**Description of the task:**
The data below must be copied in full and without any change.
** START OF Records supplied **
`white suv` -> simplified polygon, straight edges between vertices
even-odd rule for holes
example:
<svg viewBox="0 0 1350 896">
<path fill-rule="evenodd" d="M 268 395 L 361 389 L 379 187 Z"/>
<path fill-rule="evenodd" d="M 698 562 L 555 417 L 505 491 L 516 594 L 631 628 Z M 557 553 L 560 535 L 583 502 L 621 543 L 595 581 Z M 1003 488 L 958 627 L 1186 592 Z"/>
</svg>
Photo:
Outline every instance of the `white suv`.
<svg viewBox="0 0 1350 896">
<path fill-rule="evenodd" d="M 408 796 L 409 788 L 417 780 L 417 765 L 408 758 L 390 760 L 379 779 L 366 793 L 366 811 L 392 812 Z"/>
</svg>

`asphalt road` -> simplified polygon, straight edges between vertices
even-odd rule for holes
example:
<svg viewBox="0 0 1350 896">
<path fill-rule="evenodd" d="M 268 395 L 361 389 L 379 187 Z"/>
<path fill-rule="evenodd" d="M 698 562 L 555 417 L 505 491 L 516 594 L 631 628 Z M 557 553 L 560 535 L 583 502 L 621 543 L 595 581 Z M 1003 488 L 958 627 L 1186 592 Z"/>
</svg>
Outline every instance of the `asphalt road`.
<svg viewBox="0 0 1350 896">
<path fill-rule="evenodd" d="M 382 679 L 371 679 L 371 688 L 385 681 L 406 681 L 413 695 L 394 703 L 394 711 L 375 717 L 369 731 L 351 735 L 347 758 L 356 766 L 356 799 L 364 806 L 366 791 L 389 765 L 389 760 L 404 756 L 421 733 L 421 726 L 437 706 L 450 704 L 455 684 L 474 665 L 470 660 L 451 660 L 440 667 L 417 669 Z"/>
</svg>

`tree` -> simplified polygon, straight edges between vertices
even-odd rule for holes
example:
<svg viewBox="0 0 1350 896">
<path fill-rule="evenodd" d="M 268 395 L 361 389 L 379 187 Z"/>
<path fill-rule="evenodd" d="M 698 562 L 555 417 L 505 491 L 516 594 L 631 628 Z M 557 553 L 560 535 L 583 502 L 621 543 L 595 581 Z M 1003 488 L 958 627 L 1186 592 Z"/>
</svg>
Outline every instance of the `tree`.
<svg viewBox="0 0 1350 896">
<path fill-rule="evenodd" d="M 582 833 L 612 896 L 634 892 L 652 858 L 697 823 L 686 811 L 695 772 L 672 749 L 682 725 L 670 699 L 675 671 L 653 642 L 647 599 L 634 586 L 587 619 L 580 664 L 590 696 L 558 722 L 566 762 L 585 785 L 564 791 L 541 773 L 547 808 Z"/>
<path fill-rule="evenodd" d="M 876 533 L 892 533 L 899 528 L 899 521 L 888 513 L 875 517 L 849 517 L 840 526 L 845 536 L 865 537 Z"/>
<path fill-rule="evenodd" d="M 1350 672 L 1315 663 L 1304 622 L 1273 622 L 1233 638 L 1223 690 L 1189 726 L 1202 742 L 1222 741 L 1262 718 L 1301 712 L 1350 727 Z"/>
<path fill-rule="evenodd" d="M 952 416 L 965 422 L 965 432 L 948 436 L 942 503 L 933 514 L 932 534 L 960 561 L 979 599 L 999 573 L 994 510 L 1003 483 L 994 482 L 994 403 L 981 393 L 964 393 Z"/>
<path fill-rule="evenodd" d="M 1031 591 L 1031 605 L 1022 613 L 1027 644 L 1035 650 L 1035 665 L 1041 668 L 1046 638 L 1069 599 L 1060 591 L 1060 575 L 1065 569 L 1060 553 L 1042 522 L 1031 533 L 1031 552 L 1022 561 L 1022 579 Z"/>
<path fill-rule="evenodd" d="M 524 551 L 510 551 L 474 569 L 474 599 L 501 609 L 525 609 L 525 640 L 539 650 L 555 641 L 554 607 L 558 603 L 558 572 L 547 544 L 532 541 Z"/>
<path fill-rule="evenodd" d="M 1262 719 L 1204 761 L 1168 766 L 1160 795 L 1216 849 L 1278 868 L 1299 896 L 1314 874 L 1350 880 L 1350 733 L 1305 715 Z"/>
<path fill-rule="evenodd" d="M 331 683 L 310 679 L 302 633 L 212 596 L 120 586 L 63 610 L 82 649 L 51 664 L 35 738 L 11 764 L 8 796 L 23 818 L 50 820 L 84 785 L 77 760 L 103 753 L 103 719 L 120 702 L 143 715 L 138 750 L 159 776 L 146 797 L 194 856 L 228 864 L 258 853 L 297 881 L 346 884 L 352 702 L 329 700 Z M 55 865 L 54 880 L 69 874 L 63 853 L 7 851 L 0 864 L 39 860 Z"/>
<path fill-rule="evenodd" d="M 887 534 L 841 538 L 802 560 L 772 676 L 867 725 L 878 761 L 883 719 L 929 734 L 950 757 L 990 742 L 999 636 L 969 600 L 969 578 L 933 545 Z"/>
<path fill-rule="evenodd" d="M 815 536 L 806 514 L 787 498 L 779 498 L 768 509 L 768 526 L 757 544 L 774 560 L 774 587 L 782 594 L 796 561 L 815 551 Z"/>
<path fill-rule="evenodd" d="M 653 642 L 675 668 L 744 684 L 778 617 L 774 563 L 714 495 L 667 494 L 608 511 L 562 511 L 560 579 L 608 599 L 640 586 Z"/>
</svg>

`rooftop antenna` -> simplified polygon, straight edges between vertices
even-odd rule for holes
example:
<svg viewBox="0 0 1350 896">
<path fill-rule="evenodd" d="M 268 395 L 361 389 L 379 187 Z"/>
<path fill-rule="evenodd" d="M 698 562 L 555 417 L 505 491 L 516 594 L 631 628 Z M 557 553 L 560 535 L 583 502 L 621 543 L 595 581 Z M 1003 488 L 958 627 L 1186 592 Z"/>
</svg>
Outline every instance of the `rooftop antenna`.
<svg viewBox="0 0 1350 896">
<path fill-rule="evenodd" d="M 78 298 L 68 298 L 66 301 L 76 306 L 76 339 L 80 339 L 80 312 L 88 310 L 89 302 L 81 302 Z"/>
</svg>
** END OF Records supplied **
**Response below:**
`white suv` -> simplified polygon, straight edges between vertices
even-odd rule for holes
example:
<svg viewBox="0 0 1350 896">
<path fill-rule="evenodd" d="M 268 395 L 361 389 L 379 187 Z"/>
<path fill-rule="evenodd" d="M 698 562 L 555 417 L 505 491 L 516 594 L 631 628 Z M 557 553 L 560 535 L 583 502 L 621 543 L 595 581 Z M 1003 488 L 958 627 L 1186 592 Z"/>
</svg>
Photo:
Outline every instance of the `white suv`.
<svg viewBox="0 0 1350 896">
<path fill-rule="evenodd" d="M 408 796 L 409 788 L 417 780 L 417 765 L 408 758 L 390 760 L 379 779 L 366 793 L 366 811 L 392 812 Z"/>
</svg>

`asphalt road` -> simplified polygon, straight edges between vertices
even-odd rule for holes
example:
<svg viewBox="0 0 1350 896">
<path fill-rule="evenodd" d="M 268 395 L 361 389 L 379 187 Z"/>
<path fill-rule="evenodd" d="M 698 562 L 555 417 L 505 491 L 516 594 L 631 628 Z M 557 553 L 560 535 L 583 502 L 621 543 L 595 581 Z M 1003 488 L 958 627 L 1186 592 Z"/>
</svg>
Outline every instance of the `asphalt road`.
<svg viewBox="0 0 1350 896">
<path fill-rule="evenodd" d="M 382 679 L 371 679 L 371 688 L 385 681 L 406 681 L 413 695 L 394 703 L 394 711 L 375 717 L 369 731 L 351 735 L 347 758 L 356 766 L 356 799 L 364 806 L 366 791 L 389 765 L 389 760 L 404 756 L 421 733 L 421 726 L 437 706 L 450 704 L 455 684 L 474 665 L 470 660 L 451 660 L 440 667 L 417 669 Z"/>
</svg>

`tree` -> simplified polygon, straight edges between vertices
even-odd rule for holes
example:
<svg viewBox="0 0 1350 896">
<path fill-rule="evenodd" d="M 268 395 L 361 389 L 379 187 Z"/>
<path fill-rule="evenodd" d="M 698 562 L 555 417 L 505 491 L 516 594 L 631 628 Z M 557 553 L 560 535 L 583 502 L 621 543 L 595 581 Z M 1003 488 L 958 627 L 1186 592 Z"/>
</svg>
Outline every instance of the `tree`.
<svg viewBox="0 0 1350 896">
<path fill-rule="evenodd" d="M 582 833 L 612 896 L 634 892 L 652 858 L 697 823 L 686 811 L 695 772 L 672 749 L 682 725 L 670 699 L 675 671 L 653 642 L 647 599 L 634 586 L 587 619 L 580 664 L 590 696 L 558 722 L 566 762 L 585 785 L 564 791 L 541 773 L 547 808 Z"/>
<path fill-rule="evenodd" d="M 876 533 L 892 533 L 899 528 L 899 521 L 888 513 L 875 517 L 849 517 L 840 526 L 845 536 L 865 537 Z"/>
<path fill-rule="evenodd" d="M 1350 672 L 1315 663 L 1304 622 L 1273 622 L 1233 638 L 1223 690 L 1189 726 L 1202 742 L 1222 741 L 1262 718 L 1301 712 L 1350 727 Z"/>
<path fill-rule="evenodd" d="M 952 416 L 965 422 L 965 432 L 948 436 L 942 503 L 933 514 L 932 534 L 960 561 L 979 599 L 999 573 L 994 510 L 1003 483 L 994 482 L 994 403 L 981 393 L 964 393 Z"/>
<path fill-rule="evenodd" d="M 1031 591 L 1031 605 L 1022 613 L 1027 644 L 1035 650 L 1035 665 L 1041 668 L 1046 638 L 1069 599 L 1060 591 L 1060 575 L 1065 569 L 1060 553 L 1042 522 L 1031 533 L 1031 552 L 1022 561 L 1022 579 Z"/>
<path fill-rule="evenodd" d="M 524 551 L 510 551 L 474 569 L 474 599 L 501 609 L 525 609 L 525 640 L 539 650 L 555 641 L 554 607 L 558 603 L 558 572 L 547 544 L 532 541 Z"/>
<path fill-rule="evenodd" d="M 1262 719 L 1204 761 L 1168 766 L 1160 795 L 1216 849 L 1278 868 L 1299 896 L 1314 874 L 1350 880 L 1350 733 L 1305 715 Z"/>
<path fill-rule="evenodd" d="M 331 683 L 310 679 L 302 633 L 212 596 L 120 586 L 63 610 L 82 649 L 51 664 L 35 738 L 11 764 L 8 796 L 23 818 L 50 820 L 84 785 L 77 760 L 103 753 L 103 719 L 120 702 L 143 715 L 138 750 L 159 776 L 146 797 L 194 856 L 228 864 L 258 853 L 297 881 L 346 884 L 352 702 L 329 700 Z M 55 865 L 54 880 L 69 874 L 63 853 L 7 851 L 0 864 L 39 860 Z"/>
<path fill-rule="evenodd" d="M 887 534 L 841 538 L 802 560 L 772 676 L 867 725 L 878 761 L 883 719 L 929 734 L 950 757 L 990 742 L 999 636 L 969 600 L 969 578 L 933 545 Z"/>
<path fill-rule="evenodd" d="M 815 536 L 806 514 L 787 498 L 779 498 L 768 509 L 768 526 L 757 544 L 774 560 L 774 587 L 782 594 L 796 561 L 815 551 Z"/>
<path fill-rule="evenodd" d="M 653 642 L 675 668 L 744 684 L 778 617 L 774 563 L 714 495 L 667 494 L 608 511 L 562 511 L 560 579 L 608 599 L 640 586 Z"/>
</svg>

`rooftop antenna` -> simplified polygon, straight edges between vertices
even-odd rule for holes
example:
<svg viewBox="0 0 1350 896">
<path fill-rule="evenodd" d="M 268 395 L 361 389 L 379 187 Z"/>
<path fill-rule="evenodd" d="M 698 562 L 555 417 L 505 491 L 516 594 L 631 628 Z M 557 553 L 560 535 L 583 502 L 621 543 L 595 581 Z M 1003 488 L 958 627 L 1186 592 Z"/>
</svg>
Outline every instance of the `rooftop antenna`.
<svg viewBox="0 0 1350 896">
<path fill-rule="evenodd" d="M 78 298 L 68 298 L 66 301 L 76 306 L 76 339 L 80 339 L 80 312 L 88 310 L 89 302 L 81 302 Z"/>
</svg>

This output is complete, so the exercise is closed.